• DO THIS:
Return every line of the items below that contains the word "stone".

Part of a data file

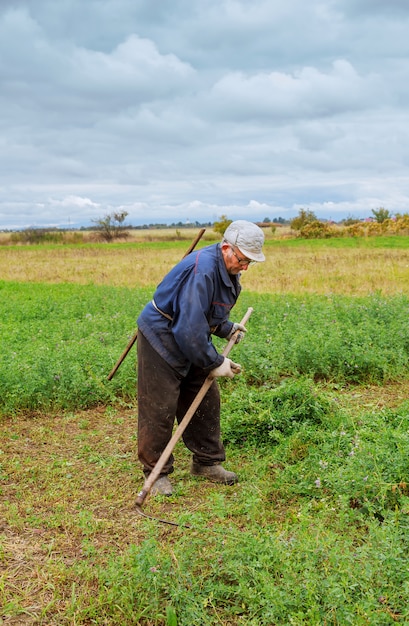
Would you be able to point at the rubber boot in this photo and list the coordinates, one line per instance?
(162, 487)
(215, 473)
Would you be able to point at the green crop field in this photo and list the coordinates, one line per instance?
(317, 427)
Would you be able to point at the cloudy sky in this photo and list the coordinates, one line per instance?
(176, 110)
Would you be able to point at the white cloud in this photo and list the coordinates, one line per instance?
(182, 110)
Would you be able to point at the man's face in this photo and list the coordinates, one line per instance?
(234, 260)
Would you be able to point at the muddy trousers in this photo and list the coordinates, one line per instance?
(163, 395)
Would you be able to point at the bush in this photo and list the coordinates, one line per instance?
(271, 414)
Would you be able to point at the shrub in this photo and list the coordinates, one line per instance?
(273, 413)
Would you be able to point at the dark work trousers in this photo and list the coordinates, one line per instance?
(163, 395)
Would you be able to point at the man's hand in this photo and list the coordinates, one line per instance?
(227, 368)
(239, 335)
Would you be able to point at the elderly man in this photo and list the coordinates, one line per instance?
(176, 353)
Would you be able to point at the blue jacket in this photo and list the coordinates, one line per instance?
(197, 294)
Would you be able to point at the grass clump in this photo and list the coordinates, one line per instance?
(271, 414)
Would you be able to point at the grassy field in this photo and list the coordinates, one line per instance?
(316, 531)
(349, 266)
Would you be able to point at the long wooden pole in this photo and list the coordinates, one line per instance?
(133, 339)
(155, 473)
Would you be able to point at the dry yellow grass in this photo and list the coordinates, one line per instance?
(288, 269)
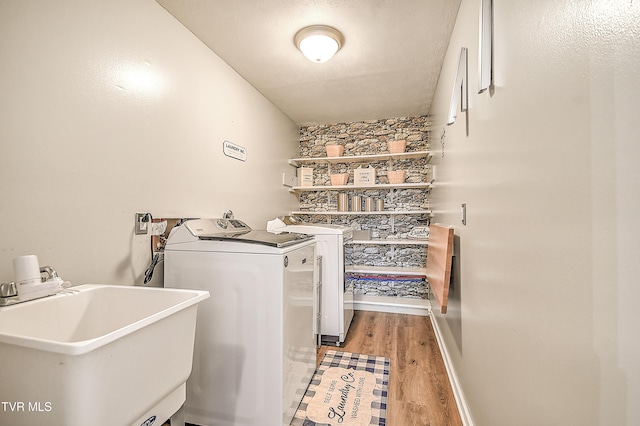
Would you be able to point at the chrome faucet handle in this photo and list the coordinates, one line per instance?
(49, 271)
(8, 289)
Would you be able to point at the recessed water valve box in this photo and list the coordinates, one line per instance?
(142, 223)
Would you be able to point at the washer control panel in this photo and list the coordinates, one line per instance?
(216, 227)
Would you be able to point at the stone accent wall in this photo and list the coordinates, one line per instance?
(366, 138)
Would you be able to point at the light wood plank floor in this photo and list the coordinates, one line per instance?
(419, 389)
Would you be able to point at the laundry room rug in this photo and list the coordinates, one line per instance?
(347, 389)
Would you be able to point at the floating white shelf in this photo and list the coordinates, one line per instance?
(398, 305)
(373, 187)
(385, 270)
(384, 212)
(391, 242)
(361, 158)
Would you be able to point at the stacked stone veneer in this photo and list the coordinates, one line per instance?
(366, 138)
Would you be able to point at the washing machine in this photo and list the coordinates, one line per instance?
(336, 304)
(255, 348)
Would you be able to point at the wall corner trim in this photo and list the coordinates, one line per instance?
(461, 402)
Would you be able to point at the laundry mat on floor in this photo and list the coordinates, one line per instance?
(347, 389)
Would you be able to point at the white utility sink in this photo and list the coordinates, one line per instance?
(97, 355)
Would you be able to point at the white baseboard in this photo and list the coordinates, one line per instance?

==

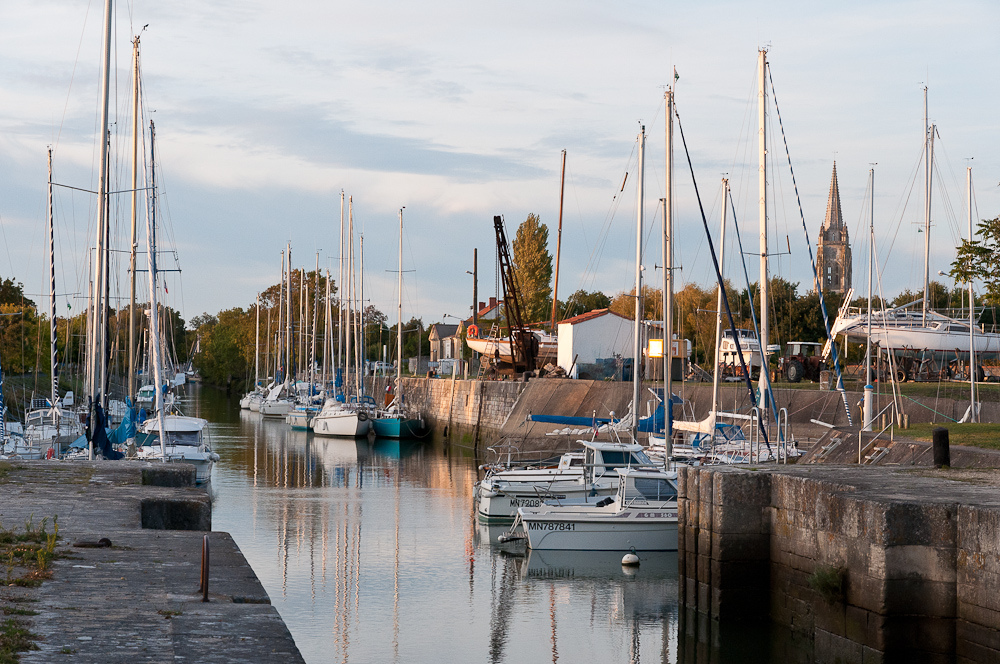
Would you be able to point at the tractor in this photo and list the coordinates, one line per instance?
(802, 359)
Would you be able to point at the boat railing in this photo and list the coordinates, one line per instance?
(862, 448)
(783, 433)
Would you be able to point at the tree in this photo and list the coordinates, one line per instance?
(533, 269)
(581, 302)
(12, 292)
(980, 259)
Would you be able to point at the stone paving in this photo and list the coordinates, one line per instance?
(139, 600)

• WORKED SOLUTION:
Would you be able to point at the stone accent wall in this photo and list the coordinates, one line per instance?
Would you be able to point at the stacked stone veneer in this photo and list the coordinates, one line per instance?
Would you be able to point at the stone paving in this photo and list the coordinates, one line per instance?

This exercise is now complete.